- Work to be completed -
Copy only what runs from the line containing "Give one point for each instance of the metal railing" through the end of the material below, line for line, with both ends included.

-- Start of Data provided --

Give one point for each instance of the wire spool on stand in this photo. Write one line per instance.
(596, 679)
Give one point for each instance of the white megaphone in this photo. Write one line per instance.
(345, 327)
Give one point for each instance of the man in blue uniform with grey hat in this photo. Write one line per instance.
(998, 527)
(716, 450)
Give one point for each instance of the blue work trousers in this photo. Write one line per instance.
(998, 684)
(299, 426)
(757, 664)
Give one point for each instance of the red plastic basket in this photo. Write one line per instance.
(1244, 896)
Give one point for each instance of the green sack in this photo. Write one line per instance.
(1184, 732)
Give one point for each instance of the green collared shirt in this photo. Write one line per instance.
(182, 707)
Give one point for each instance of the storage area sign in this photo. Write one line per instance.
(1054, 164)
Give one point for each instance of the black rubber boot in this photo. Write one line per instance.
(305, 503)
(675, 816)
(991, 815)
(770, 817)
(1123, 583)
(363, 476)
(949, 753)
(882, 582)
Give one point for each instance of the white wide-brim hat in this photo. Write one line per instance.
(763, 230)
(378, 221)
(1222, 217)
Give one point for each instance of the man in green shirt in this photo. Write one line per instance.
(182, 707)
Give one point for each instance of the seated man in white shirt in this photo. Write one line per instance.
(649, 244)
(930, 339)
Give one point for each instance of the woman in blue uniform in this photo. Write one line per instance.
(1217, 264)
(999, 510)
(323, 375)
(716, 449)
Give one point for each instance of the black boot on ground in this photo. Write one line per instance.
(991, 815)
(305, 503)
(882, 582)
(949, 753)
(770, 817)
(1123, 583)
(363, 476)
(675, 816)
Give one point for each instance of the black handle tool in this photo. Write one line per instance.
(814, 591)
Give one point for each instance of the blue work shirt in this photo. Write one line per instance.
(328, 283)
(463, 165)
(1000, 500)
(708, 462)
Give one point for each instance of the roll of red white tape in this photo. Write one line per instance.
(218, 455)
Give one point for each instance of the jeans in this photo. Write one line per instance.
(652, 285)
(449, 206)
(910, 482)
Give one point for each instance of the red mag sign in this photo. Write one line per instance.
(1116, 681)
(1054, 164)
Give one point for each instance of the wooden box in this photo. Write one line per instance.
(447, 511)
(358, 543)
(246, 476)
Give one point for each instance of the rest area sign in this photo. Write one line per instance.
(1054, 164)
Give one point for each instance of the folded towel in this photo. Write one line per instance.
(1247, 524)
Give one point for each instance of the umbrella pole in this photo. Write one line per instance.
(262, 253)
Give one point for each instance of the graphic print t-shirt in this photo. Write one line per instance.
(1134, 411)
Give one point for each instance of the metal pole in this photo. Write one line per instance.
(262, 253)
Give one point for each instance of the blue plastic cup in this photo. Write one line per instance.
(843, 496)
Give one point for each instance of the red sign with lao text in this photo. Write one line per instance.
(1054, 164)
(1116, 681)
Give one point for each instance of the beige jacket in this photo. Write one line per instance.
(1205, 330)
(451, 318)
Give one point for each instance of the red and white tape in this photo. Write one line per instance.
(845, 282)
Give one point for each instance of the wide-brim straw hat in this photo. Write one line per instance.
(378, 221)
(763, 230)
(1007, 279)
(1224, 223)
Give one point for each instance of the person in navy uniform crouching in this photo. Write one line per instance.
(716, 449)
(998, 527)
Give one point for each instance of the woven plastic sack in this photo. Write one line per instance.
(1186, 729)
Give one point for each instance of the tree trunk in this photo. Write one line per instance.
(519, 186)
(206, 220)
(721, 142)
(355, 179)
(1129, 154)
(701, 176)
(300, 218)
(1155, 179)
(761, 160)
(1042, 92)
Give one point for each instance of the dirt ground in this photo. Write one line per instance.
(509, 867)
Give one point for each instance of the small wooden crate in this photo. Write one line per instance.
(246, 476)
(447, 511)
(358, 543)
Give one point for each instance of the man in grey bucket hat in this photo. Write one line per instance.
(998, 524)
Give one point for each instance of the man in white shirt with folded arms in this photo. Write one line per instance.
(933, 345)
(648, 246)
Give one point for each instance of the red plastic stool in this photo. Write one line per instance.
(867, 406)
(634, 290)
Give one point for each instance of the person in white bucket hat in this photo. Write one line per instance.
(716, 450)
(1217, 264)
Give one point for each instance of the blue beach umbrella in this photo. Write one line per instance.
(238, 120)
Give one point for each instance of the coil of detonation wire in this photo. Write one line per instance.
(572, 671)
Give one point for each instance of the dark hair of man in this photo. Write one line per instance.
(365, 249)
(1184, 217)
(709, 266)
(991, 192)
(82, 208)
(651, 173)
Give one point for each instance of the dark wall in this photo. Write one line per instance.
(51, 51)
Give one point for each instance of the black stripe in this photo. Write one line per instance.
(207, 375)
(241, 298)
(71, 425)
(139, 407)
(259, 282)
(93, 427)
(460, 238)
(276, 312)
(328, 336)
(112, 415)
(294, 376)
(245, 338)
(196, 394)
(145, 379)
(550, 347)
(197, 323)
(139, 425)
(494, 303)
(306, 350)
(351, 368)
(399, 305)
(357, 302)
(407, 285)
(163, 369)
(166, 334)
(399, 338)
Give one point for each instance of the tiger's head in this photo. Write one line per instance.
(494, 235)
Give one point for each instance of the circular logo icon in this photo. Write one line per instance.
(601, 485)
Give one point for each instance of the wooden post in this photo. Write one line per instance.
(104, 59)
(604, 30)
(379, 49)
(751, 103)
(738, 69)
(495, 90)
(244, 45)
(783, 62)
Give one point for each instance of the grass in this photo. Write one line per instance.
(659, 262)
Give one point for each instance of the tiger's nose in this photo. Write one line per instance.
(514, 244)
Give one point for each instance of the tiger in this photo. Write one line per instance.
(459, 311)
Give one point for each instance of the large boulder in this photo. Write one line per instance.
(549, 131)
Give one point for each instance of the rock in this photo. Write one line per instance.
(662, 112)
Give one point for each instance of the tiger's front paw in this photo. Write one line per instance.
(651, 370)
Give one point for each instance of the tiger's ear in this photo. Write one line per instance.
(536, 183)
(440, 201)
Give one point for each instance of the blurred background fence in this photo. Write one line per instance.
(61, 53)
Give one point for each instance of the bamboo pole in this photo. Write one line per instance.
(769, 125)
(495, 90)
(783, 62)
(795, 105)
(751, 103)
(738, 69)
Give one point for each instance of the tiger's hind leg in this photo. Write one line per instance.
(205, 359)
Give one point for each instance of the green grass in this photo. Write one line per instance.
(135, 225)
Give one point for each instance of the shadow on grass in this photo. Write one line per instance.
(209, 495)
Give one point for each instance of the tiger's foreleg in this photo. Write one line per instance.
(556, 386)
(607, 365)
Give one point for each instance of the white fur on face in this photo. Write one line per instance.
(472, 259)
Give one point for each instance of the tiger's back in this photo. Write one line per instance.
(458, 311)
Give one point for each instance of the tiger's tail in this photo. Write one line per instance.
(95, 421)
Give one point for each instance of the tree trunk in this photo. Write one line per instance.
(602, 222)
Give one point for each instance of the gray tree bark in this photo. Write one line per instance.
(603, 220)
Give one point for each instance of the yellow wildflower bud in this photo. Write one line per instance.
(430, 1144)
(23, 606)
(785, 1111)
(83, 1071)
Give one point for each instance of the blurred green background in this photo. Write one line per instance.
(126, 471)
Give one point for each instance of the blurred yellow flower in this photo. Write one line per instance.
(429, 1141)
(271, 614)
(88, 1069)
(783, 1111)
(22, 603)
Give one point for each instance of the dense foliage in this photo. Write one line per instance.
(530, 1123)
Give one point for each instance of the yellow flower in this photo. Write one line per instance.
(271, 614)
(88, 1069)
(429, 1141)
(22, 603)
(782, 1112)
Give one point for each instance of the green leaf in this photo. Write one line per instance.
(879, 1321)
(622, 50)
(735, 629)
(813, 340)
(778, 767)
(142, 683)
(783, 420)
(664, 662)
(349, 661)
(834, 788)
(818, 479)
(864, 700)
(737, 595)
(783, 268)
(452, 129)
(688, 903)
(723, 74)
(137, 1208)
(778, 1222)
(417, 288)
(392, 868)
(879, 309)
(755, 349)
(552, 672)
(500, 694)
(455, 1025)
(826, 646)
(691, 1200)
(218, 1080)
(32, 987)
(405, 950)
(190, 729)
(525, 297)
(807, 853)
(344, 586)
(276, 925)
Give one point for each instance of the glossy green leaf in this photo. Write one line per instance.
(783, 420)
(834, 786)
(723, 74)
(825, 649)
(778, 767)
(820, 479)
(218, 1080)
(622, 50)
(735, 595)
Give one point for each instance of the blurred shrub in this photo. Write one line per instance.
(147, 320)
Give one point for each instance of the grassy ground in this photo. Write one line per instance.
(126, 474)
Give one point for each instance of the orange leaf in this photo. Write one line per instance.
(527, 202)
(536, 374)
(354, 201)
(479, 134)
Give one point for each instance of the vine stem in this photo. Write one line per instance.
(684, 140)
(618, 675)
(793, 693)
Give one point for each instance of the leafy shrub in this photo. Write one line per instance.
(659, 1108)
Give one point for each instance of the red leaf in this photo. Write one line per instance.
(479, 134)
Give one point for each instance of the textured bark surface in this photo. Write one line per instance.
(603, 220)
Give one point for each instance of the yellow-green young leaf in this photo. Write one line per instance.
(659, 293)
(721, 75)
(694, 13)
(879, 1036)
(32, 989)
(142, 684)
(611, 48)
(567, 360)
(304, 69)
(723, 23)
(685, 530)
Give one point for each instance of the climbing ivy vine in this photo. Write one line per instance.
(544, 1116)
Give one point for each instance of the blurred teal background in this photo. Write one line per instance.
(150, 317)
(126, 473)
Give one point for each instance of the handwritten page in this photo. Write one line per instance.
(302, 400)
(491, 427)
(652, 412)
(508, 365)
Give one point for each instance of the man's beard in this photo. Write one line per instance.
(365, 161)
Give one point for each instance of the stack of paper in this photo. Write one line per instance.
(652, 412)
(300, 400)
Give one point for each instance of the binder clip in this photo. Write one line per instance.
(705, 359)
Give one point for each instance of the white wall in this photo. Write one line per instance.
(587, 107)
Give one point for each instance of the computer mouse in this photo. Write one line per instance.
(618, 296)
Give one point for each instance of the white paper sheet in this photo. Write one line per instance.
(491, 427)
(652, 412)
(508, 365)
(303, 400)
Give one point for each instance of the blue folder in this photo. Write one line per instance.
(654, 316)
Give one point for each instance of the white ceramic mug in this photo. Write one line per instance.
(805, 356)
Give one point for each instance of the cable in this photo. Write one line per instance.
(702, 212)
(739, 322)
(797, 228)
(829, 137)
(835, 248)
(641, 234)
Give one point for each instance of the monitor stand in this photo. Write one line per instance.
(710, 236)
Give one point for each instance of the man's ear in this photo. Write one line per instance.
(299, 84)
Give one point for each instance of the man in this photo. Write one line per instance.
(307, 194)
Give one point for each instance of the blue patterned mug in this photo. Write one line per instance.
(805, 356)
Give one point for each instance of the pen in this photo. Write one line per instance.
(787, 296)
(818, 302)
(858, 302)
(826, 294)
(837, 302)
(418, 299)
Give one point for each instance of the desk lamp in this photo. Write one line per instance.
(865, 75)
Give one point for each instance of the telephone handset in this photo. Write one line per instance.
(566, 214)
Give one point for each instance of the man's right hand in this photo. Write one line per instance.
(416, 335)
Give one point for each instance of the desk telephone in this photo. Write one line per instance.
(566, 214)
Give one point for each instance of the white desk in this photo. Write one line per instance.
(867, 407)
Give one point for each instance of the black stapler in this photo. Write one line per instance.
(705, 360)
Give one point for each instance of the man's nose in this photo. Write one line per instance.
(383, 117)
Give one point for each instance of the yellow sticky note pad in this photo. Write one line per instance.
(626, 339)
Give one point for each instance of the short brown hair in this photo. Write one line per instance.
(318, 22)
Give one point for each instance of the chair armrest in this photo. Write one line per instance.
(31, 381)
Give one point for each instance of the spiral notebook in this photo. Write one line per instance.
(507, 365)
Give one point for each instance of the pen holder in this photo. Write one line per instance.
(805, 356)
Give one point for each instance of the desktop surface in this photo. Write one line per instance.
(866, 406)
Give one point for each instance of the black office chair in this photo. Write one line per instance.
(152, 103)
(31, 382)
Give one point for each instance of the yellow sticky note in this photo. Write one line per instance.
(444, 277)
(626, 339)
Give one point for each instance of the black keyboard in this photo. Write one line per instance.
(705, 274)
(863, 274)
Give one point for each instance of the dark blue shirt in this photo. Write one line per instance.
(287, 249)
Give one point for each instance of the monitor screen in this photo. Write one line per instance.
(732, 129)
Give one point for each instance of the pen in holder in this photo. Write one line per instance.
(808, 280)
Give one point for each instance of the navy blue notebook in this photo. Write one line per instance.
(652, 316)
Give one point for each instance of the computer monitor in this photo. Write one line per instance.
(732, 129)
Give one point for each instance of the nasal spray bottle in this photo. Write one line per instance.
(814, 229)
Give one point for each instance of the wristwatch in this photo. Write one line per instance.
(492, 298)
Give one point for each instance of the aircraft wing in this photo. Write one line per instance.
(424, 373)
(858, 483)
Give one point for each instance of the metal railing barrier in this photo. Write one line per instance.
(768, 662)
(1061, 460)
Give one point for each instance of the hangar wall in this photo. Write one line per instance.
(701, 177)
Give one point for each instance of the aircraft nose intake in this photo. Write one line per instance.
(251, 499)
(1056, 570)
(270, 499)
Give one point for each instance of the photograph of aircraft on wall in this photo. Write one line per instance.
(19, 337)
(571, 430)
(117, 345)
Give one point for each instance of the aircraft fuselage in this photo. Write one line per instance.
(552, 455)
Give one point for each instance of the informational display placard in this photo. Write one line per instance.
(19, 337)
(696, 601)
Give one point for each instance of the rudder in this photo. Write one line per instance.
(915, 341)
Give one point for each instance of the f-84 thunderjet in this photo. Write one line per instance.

-- End of Data provided --

- Output below -
Give one point for each instance of the metal railing barrier in this photo. Write one line per instance.
(768, 662)
(1061, 460)
Give one point for each instance of the hangar wall in this photo. Write one line per instance.
(701, 177)
Give one point for each instance of the aircraft nose intake in this photo. Write one line per instance.
(251, 499)
(1056, 570)
(270, 499)
Give one point for each instance of the photograph of aircraft on wall in this photo. Write one line per instance.
(19, 337)
(571, 430)
(117, 345)
Give one point for each instance of the aircraft fuselage in this photo. Write one line per instance.
(552, 455)
Give one point for each instance of the informational display placard in this photo. Write one line per instance.
(19, 337)
(696, 601)
Give one point for each instance of the rudder in this photo. Write one line per instance.
(915, 341)
Give one point for each instance of the f-84 thunderjet in this photo. Write one line per instance.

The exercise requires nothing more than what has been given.